-- TEXT FOR ANALYSIS follows --

Beech is one of the most sensitive tree species to the phytotoxic effect of surface ozone ([40], [41], [42], [49]). The results obtained in this study fully confirmed such evidence. The relationships between surface ozone and beech tree ring indexes showed the highest negative significance rate. A higher concentration of ozone limited beech tree growth near the sea (Sites No 1, No 2, No 8) as well as sites close to it (Site No 7). Most likely, spatial variation in surface ozone concentration (which was not accepted in the present study since data from one EMEP station was used) could have had an essential effect on the significance of the detected relationships (Fig. 8).

Fig. 8 - Relationships between beech tree increment indices and air concentration of surface ozone, acidifying species and acid deposition.

-- TEXT FOR ANALYSIS concluded --

### WHAT THIS TASK INVOLVES
In the passage on beech and ozone, rewrite the paragraph beginning "Beech is one of the most sensitive" as a short list that keeps its main facts.

-- MATERIAL PROVIDED follows --

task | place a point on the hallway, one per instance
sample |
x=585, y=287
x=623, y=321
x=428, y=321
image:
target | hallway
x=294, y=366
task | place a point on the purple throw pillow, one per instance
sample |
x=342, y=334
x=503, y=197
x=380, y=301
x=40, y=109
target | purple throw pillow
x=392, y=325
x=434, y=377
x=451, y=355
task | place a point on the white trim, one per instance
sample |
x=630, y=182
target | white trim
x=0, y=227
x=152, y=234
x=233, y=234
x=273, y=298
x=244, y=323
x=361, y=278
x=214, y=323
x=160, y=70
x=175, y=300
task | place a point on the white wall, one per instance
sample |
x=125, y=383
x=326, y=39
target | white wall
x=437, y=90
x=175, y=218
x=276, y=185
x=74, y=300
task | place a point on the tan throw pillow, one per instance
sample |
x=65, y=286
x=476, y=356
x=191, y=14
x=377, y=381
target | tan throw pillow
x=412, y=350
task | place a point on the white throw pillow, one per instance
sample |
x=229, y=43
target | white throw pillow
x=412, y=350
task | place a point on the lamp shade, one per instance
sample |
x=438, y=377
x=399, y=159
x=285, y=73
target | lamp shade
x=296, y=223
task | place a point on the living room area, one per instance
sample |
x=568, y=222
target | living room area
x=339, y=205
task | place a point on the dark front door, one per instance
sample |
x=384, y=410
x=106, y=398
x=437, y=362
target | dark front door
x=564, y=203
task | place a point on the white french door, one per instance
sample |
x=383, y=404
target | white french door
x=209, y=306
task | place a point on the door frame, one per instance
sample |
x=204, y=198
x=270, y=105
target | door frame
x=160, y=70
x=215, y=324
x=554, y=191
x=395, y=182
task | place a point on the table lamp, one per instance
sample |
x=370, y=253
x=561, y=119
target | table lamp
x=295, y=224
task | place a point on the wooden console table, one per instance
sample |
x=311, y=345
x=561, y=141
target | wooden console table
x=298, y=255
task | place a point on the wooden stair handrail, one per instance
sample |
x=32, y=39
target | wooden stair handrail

-- MATERIAL PROVIDED concluded --

### TASK RESULT
- Beech is among the tree species most sensitive to the phytotoxic effect of surface ozone, and this study fully confirmed that.
- Of the relationships examined, those between surface ozone and beech tree ring indexes showed the highest negative significance rate.
- Higher ozone concentration limited beech growth at sites near the sea (Sites No 1, No 2, No 8) and at a site close to it (Site No 7).
- Spatial variation in surface ozone concentration may have strongly affected the significance of these relationships. The study used data from only one EMEP station.